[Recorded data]
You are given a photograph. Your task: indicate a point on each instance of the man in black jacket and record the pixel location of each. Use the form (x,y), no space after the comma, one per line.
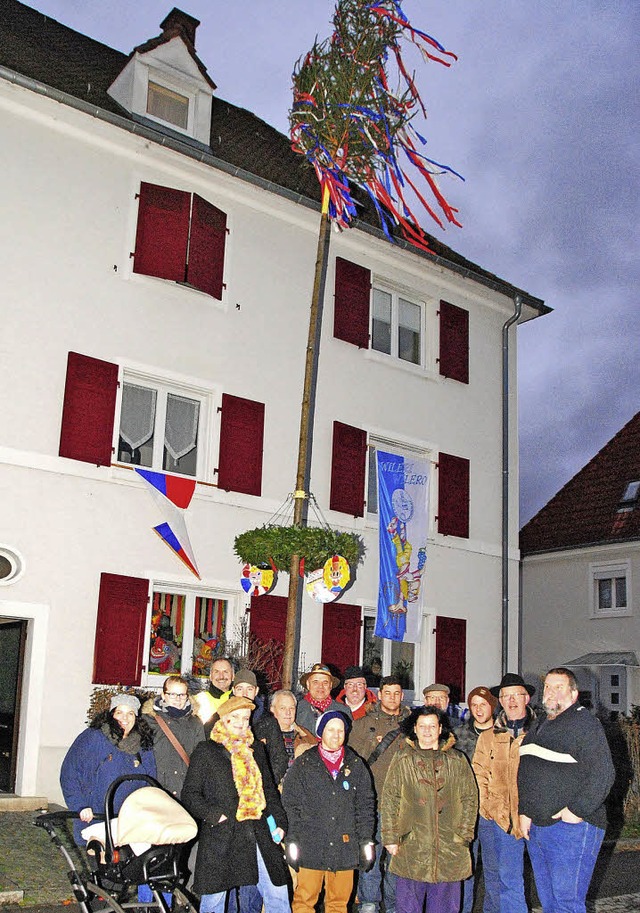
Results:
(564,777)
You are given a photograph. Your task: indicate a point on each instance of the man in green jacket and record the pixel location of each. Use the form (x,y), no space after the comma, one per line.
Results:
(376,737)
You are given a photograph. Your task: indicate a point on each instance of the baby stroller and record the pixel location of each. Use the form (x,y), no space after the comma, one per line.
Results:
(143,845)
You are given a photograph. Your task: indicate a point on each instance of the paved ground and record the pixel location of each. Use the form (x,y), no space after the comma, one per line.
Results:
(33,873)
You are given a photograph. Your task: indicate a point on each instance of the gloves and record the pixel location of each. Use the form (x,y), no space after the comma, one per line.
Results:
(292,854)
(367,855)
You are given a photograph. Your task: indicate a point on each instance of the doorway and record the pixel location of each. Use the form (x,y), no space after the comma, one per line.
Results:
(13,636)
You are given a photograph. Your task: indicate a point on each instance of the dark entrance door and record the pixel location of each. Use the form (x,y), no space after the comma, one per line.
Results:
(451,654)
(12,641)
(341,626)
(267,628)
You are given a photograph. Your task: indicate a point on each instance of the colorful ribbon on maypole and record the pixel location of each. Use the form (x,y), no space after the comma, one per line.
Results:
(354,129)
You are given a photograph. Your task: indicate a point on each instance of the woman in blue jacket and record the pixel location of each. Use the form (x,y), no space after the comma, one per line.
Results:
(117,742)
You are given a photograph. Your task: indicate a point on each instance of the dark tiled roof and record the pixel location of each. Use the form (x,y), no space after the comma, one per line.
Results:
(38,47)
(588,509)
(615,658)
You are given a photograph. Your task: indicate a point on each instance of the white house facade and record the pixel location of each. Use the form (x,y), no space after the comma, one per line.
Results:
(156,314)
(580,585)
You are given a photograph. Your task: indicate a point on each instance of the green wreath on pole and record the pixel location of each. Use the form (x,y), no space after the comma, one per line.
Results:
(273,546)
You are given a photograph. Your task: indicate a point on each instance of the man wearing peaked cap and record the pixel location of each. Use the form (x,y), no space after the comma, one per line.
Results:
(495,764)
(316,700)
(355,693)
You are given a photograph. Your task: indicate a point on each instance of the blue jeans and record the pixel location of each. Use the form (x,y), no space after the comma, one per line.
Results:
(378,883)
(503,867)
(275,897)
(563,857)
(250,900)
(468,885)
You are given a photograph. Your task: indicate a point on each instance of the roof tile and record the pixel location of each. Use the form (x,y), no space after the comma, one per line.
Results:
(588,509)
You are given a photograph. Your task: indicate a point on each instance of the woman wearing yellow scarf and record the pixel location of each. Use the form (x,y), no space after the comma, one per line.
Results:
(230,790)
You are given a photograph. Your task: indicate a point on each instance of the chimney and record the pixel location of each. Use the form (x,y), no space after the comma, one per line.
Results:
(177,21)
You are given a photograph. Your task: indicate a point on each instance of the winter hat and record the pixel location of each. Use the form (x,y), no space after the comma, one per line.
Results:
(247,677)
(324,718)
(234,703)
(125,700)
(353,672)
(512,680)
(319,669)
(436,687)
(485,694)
--
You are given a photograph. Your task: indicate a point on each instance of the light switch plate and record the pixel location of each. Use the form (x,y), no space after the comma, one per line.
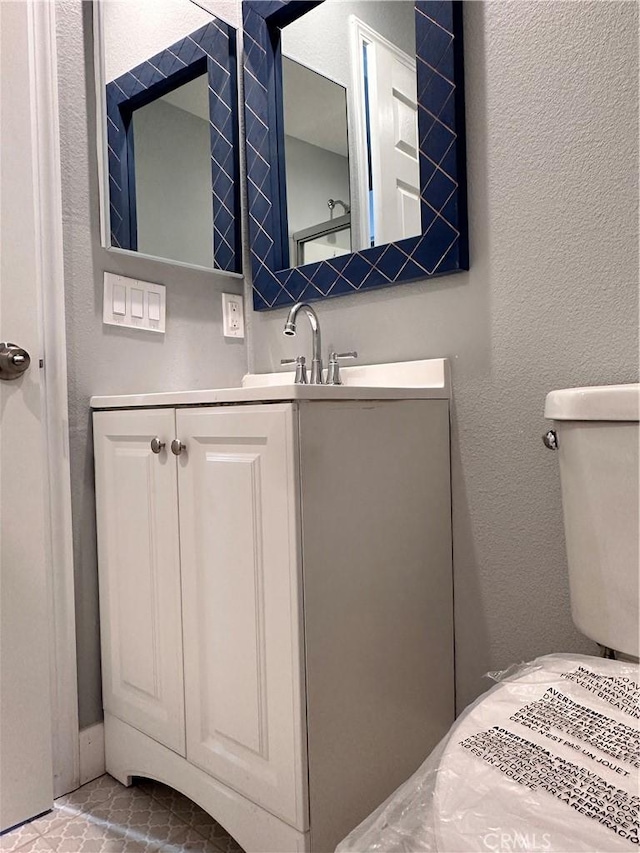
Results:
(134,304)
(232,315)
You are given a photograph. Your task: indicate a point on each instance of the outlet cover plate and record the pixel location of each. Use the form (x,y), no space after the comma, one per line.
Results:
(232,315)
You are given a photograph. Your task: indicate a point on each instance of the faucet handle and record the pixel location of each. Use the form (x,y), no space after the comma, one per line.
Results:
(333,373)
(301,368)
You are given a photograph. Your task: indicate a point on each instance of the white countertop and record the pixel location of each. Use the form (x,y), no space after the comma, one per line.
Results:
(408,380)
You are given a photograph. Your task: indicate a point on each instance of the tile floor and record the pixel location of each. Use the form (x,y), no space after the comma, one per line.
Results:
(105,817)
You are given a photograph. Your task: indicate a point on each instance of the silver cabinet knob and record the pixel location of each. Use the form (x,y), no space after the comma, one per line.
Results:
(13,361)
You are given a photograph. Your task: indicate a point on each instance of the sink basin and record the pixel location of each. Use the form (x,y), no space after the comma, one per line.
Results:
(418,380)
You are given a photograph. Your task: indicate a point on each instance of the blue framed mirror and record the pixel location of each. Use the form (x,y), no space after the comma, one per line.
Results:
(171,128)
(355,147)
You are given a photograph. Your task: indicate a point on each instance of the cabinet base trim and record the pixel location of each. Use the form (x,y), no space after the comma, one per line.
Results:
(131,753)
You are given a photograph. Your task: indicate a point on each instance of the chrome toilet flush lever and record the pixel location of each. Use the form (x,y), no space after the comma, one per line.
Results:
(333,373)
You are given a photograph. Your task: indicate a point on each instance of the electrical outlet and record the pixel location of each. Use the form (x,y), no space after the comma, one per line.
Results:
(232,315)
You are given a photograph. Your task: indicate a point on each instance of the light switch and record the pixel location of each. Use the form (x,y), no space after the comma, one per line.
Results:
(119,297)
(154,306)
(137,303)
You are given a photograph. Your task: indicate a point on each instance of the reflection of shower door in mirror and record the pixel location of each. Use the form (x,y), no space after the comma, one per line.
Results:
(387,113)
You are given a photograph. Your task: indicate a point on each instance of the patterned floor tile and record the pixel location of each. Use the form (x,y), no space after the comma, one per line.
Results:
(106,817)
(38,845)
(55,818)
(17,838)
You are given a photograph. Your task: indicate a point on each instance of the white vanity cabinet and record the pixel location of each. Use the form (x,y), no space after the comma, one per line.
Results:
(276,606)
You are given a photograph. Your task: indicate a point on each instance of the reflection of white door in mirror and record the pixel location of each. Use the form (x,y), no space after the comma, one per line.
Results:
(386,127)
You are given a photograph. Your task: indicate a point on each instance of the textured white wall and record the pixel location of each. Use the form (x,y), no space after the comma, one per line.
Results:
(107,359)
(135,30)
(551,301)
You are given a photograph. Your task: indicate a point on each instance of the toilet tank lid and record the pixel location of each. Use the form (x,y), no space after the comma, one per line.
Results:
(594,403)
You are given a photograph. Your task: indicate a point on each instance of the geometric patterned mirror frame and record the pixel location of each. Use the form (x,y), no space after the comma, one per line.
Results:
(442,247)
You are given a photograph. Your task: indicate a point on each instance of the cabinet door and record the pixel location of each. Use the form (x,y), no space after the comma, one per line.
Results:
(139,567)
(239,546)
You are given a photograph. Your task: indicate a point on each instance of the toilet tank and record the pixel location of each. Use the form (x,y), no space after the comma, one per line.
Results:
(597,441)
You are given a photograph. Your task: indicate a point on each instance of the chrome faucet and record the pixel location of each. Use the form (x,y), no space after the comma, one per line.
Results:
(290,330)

Task objective -> Gather every line of the records above that contains the word "mirror", and copy each one in full.

Expected answer ->
You are given a photograph. Your task: indicate a point on each instance of the blue framed mirror and record the pixel location of each. Use the form (x,y), no space after the comma, one per line.
You are given a photograph. Your task: indicate a point on each instance of the reflection of shower door in mirror and record the pixel location of each. Use the form (x,y), no space after the comma, one per line.
You are given a photograph. Your task: indicate a point on each instance of the reflection of white door in mirror and record the pixel location of each. Use the form (x,y), no space after the comma, one per line.
You are given a photograph. Your task: indicate a point on each instance of the geometric patterned mirror frame and record the pixel location of each. Use the form (x,y), no space after the comma, one per line.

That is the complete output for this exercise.